• [INSTRUCTIONS TO FOLLOW]:
Reproduce verbatim every line below, from the line containing "Reviewer note: every instance of the burning" down to the final line, with both of those lines included.

(Coordinate labeling data)
━━━━━━━━━━━━━━━━━━━━
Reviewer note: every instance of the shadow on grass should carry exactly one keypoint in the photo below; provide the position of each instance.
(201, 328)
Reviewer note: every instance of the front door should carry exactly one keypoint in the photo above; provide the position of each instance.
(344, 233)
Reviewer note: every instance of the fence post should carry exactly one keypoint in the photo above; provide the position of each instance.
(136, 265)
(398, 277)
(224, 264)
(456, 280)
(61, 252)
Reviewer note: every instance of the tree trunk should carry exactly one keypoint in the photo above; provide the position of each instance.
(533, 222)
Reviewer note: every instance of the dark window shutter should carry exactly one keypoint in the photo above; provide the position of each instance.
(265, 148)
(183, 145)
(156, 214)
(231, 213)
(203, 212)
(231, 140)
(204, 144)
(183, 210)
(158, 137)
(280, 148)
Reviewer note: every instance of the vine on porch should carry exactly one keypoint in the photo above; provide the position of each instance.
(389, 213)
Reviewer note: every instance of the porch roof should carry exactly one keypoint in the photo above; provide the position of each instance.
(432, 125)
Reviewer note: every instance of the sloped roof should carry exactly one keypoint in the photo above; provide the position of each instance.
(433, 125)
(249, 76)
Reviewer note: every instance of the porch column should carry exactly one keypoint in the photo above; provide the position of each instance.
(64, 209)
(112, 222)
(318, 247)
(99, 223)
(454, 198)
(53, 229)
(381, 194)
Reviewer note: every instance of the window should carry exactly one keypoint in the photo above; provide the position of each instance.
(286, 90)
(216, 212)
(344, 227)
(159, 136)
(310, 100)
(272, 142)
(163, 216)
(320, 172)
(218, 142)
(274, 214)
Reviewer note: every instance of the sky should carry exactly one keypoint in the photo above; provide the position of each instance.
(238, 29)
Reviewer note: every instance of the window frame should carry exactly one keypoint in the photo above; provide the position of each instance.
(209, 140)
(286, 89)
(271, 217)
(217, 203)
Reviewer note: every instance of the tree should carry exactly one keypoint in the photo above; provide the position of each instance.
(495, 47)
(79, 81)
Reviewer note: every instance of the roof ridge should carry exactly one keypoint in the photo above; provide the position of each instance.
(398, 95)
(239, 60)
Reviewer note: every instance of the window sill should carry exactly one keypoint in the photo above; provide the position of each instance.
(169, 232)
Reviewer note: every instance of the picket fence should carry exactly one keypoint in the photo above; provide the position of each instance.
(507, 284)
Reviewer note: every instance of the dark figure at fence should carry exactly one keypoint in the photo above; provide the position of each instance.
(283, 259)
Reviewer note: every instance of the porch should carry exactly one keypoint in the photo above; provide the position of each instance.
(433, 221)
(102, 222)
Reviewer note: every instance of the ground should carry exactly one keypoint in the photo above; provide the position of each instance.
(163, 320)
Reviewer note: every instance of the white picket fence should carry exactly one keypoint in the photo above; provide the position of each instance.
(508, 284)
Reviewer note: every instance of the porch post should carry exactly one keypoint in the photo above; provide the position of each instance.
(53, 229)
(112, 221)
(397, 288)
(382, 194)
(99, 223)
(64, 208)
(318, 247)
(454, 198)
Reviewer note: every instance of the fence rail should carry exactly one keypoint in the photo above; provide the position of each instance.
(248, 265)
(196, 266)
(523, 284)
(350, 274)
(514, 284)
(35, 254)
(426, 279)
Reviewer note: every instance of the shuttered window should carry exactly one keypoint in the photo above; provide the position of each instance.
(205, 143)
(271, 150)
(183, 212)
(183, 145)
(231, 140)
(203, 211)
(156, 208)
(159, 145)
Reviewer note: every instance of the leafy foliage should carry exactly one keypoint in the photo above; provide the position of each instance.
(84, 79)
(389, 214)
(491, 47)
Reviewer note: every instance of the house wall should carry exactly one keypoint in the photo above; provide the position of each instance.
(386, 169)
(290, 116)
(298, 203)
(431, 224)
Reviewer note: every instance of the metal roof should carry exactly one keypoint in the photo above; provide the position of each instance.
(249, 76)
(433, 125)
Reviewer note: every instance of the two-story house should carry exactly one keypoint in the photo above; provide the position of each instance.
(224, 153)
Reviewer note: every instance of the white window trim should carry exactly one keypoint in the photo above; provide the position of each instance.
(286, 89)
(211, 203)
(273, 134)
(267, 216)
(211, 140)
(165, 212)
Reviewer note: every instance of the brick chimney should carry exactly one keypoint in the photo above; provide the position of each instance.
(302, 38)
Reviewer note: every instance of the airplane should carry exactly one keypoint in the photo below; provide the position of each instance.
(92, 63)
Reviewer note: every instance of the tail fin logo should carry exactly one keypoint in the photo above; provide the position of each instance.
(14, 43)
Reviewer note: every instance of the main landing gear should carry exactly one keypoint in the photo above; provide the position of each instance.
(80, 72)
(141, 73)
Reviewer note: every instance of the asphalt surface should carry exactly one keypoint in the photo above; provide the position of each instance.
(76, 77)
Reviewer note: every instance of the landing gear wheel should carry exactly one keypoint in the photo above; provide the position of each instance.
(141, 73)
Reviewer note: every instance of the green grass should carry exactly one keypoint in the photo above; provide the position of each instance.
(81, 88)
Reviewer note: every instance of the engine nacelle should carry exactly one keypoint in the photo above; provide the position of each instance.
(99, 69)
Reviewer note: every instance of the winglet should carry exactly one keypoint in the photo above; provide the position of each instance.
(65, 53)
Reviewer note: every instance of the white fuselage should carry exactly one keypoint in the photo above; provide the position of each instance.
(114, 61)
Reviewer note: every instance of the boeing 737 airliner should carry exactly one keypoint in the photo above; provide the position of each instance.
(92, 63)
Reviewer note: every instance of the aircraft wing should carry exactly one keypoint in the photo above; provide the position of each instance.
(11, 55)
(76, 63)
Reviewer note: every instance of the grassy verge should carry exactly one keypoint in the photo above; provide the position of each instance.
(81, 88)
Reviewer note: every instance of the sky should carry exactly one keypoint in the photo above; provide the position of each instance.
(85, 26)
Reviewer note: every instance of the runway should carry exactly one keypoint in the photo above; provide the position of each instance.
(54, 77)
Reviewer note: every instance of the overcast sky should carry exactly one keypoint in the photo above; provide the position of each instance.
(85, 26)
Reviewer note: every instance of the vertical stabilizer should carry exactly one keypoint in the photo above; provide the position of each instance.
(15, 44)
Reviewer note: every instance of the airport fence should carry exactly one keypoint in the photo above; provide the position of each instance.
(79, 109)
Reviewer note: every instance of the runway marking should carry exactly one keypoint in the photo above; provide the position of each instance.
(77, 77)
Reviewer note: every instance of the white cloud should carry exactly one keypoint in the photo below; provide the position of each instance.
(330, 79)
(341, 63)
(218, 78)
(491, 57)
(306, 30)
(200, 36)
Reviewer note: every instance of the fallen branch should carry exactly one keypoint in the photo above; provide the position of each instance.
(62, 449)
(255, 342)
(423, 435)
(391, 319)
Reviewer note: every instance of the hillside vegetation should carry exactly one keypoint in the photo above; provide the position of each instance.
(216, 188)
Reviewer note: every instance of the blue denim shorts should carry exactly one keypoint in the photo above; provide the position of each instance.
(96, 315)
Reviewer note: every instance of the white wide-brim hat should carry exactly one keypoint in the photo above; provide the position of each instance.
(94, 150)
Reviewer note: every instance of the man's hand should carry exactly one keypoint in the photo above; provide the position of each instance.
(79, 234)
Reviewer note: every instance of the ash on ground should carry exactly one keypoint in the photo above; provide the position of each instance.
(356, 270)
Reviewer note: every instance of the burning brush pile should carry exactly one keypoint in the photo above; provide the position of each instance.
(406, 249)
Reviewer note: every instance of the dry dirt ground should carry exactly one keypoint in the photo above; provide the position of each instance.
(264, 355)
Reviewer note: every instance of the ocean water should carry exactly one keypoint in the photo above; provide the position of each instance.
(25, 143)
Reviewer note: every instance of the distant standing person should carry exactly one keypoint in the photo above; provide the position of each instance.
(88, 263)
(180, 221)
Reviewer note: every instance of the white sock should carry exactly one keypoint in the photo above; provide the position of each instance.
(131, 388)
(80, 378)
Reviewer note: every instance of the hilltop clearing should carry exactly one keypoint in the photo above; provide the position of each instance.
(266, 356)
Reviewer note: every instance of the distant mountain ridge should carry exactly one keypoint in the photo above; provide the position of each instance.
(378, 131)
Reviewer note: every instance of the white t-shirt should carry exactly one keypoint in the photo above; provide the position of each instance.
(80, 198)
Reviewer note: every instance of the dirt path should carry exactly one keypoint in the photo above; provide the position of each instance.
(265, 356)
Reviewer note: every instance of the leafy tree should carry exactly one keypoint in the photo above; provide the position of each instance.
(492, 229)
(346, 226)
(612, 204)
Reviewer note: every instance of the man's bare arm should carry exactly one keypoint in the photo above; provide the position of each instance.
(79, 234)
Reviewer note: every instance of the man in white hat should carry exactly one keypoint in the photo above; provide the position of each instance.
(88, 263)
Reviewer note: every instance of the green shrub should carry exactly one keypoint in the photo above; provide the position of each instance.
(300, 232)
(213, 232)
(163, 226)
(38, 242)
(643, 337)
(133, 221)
━━━━━━━━━━━━━━━━━━━━
• [OUTPUT OF THE TASK]:
Reviewer note: every instance of the burning brush pile should carry exactly one keypoint in the photo above; provide the position of each instance.
(406, 249)
Reviewer note: every instance of the dry dirt ground should carry exactly one keypoint in the photo above; provide the position of each instance.
(264, 355)
Reviewer note: every instance of the ocean water should carry exactly one keypoint in the photo above; provide the position of each instance.
(25, 143)
Reviewer note: every instance of the distant standing person should carry exactly one keypoint in the photo above; provide the position of each instance.
(88, 263)
(180, 221)
Reviewer note: every instance of the white sock should carry exactly one keypoint in the photo above; provide the position of each instance.
(131, 388)
(80, 378)
Reviewer note: every instance of the hilltop clearing should carry exactly one keypoint in the photo above; provide the position of each instance.
(266, 356)
Reviewer note: every instance of the distant mountain ridge should carry exactly one keypoint in the photo above; provide the position of each instance.
(378, 131)
Reviewer note: every instance of the white t-shirt should carry exactly one keypoint in the photo above; provide the position of each instance.
(80, 198)
Reviewer note: every instance of the dirt path should carry exactly one keypoint in the photo above; provide the position of each instance.
(265, 356)
Reviewer note: every instance of the leafy tree should carry exactly one keypoint in the photo above; provide the position of each instance.
(492, 229)
(346, 226)
(612, 204)
Reviewer note: every instance of the man's bare arm should carry exactly one keypoint in the photo above; provide the position of each instance.
(79, 234)
Reviewer note: every instance of the man in white hat should carry exactly one keypoint in the photo above; provide the position of each instance.
(88, 263)
Reviewer note: every instance of the green shrub should carry exactly one keypoint in the photo above; provide the position of each instance.
(300, 232)
(213, 232)
(163, 226)
(38, 242)
(643, 337)
(133, 221)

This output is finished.